WHAT IS REQUIRED: Please count the lines in the items below that contain the string "blue", treating uppercase and lowercase as different, and give only the number.

[Lines of data]
>> BEGIN

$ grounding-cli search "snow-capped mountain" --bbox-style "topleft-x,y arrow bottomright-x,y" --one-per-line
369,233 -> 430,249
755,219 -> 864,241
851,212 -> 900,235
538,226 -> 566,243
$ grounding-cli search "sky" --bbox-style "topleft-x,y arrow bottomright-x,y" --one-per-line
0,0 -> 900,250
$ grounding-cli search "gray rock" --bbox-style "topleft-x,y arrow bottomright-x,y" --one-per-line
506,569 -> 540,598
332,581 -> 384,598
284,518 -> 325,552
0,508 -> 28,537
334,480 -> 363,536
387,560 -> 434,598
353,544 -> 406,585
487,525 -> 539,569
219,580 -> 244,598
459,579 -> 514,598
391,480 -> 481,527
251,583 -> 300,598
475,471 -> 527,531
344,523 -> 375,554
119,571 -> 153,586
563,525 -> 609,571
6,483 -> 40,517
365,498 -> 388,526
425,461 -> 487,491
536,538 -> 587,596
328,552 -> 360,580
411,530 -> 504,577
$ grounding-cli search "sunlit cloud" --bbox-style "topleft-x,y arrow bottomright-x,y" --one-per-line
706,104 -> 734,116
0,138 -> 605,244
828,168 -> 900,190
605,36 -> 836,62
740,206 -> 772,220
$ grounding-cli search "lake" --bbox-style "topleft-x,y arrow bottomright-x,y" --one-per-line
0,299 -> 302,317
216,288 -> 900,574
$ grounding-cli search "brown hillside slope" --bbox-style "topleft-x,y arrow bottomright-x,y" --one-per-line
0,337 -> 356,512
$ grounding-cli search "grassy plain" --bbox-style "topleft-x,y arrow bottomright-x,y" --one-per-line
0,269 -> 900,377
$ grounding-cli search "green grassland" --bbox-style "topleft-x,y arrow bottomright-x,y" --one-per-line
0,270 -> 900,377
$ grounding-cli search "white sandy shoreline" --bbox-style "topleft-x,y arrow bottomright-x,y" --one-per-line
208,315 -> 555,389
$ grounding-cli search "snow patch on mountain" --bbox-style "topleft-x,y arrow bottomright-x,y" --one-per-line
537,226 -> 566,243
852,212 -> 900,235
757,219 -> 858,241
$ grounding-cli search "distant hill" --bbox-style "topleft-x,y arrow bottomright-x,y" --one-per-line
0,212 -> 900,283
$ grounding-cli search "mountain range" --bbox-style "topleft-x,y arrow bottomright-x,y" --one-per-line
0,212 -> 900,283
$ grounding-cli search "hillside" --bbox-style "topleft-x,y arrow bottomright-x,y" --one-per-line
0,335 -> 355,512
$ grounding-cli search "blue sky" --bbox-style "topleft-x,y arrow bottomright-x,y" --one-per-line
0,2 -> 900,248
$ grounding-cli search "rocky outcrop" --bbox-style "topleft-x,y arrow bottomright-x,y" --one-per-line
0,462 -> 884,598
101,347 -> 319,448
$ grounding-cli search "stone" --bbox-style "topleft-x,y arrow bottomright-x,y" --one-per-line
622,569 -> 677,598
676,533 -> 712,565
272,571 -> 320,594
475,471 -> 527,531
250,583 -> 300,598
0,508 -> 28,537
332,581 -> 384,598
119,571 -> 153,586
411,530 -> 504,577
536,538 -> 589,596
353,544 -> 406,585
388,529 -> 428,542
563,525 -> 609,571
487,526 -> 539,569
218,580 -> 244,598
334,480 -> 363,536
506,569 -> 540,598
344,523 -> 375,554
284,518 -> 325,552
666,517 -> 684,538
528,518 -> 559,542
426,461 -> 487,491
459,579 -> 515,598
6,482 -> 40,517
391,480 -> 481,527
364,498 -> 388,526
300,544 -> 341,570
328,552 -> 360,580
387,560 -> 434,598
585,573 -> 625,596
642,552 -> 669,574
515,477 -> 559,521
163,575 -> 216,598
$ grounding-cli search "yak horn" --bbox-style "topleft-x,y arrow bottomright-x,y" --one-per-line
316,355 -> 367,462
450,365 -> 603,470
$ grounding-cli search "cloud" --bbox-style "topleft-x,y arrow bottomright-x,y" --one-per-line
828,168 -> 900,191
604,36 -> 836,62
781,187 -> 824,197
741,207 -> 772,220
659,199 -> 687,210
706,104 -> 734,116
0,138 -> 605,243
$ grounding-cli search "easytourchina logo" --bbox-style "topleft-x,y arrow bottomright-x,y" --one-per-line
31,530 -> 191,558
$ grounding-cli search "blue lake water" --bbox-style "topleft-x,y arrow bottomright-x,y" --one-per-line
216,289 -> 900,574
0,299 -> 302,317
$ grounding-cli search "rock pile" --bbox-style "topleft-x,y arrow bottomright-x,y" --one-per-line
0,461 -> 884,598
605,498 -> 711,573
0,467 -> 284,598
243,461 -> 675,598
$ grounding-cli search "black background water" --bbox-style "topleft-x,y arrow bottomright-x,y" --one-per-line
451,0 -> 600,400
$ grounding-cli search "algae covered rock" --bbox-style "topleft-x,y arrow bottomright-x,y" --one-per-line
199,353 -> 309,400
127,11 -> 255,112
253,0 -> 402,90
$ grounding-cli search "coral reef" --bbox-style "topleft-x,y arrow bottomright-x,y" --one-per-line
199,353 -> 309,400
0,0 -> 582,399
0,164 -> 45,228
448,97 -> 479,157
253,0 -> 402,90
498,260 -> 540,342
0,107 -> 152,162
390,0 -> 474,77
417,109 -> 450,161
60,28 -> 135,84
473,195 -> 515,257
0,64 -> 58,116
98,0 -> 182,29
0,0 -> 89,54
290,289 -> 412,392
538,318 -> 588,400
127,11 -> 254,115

>> END

OUTPUT: 2